* **Stated exercise**
Return every line of the listing below that contains the word "person". Letter case must match.

(Dataset rows showing where objects appear)
################

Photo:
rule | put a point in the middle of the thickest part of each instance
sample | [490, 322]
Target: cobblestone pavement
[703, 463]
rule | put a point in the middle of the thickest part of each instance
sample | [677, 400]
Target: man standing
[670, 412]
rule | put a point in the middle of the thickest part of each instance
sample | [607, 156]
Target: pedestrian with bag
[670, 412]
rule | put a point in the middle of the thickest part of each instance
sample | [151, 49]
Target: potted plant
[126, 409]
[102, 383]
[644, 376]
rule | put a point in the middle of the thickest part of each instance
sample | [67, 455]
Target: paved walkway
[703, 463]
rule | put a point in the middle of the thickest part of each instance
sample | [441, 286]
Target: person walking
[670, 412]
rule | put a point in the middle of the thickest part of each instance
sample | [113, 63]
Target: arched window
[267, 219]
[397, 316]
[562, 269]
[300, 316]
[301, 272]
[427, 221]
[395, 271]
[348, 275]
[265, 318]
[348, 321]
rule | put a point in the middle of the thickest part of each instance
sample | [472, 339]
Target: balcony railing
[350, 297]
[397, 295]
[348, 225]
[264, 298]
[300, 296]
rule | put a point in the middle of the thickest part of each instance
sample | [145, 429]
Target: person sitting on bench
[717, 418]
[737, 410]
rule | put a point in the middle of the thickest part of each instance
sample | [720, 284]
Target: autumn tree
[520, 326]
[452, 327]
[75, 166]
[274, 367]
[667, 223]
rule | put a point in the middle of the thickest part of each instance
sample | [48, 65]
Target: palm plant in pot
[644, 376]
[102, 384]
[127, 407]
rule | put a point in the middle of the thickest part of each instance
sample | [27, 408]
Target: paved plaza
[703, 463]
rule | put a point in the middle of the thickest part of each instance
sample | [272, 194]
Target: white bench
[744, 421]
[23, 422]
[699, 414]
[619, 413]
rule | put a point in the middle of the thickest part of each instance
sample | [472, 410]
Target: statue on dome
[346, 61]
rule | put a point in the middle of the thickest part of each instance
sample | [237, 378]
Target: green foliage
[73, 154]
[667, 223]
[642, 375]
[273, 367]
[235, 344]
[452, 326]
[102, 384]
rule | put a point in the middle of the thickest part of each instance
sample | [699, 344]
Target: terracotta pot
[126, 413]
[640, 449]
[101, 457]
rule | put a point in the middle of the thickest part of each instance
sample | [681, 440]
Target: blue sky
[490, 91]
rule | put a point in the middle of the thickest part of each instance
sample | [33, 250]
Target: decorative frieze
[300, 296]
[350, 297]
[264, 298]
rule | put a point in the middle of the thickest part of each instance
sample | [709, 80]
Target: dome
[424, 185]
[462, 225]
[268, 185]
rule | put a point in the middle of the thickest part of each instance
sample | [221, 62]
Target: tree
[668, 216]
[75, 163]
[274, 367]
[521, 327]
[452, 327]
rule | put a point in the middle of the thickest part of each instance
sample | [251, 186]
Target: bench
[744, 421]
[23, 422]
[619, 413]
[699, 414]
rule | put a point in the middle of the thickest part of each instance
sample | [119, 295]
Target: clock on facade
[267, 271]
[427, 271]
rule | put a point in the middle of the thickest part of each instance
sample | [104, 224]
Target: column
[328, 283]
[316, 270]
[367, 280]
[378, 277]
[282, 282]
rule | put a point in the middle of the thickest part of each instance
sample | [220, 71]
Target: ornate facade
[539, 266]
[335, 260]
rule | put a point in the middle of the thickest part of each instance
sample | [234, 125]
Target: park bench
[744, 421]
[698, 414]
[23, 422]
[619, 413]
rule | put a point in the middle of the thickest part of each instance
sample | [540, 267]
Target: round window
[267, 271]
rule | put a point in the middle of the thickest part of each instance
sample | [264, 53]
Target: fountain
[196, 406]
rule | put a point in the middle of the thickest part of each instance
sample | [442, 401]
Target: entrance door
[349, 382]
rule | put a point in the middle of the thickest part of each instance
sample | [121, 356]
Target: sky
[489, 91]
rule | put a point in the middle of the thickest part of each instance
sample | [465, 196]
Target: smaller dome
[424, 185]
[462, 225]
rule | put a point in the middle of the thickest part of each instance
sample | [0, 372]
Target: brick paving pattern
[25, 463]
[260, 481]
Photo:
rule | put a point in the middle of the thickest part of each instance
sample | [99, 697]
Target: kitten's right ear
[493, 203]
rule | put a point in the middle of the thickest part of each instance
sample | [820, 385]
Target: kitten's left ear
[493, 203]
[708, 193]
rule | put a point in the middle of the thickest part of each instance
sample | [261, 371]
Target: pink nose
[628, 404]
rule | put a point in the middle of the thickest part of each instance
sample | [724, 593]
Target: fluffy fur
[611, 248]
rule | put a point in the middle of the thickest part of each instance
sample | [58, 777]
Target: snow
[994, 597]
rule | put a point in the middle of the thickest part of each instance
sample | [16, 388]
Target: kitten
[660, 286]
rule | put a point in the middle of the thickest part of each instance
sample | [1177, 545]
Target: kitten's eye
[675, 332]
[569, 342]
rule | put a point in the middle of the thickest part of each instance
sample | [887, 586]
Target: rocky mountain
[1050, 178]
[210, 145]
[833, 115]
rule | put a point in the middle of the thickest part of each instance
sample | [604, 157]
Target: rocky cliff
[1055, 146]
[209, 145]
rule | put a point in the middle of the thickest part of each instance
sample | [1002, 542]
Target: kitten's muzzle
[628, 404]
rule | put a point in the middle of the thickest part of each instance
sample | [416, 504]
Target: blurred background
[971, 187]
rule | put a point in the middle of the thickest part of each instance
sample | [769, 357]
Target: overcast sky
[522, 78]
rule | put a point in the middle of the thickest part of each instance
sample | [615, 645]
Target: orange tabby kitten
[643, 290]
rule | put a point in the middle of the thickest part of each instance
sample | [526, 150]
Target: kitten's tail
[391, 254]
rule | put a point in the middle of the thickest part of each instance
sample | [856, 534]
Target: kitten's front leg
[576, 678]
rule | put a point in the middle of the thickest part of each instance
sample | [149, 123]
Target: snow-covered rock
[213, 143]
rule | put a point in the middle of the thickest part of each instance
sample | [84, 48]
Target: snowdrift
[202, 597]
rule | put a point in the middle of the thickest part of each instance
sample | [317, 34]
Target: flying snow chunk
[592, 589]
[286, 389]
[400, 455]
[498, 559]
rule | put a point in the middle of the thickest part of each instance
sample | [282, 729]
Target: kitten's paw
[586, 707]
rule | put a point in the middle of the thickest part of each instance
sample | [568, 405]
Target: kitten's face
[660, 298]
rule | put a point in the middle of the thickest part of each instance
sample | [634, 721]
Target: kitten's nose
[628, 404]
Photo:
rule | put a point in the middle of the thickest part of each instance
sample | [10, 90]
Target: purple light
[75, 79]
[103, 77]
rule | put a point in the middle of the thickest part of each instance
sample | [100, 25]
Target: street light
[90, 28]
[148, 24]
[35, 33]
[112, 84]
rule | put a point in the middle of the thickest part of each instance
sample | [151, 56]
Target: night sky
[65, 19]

################

* **Result**
Target: person walking
Target: person sitting on bench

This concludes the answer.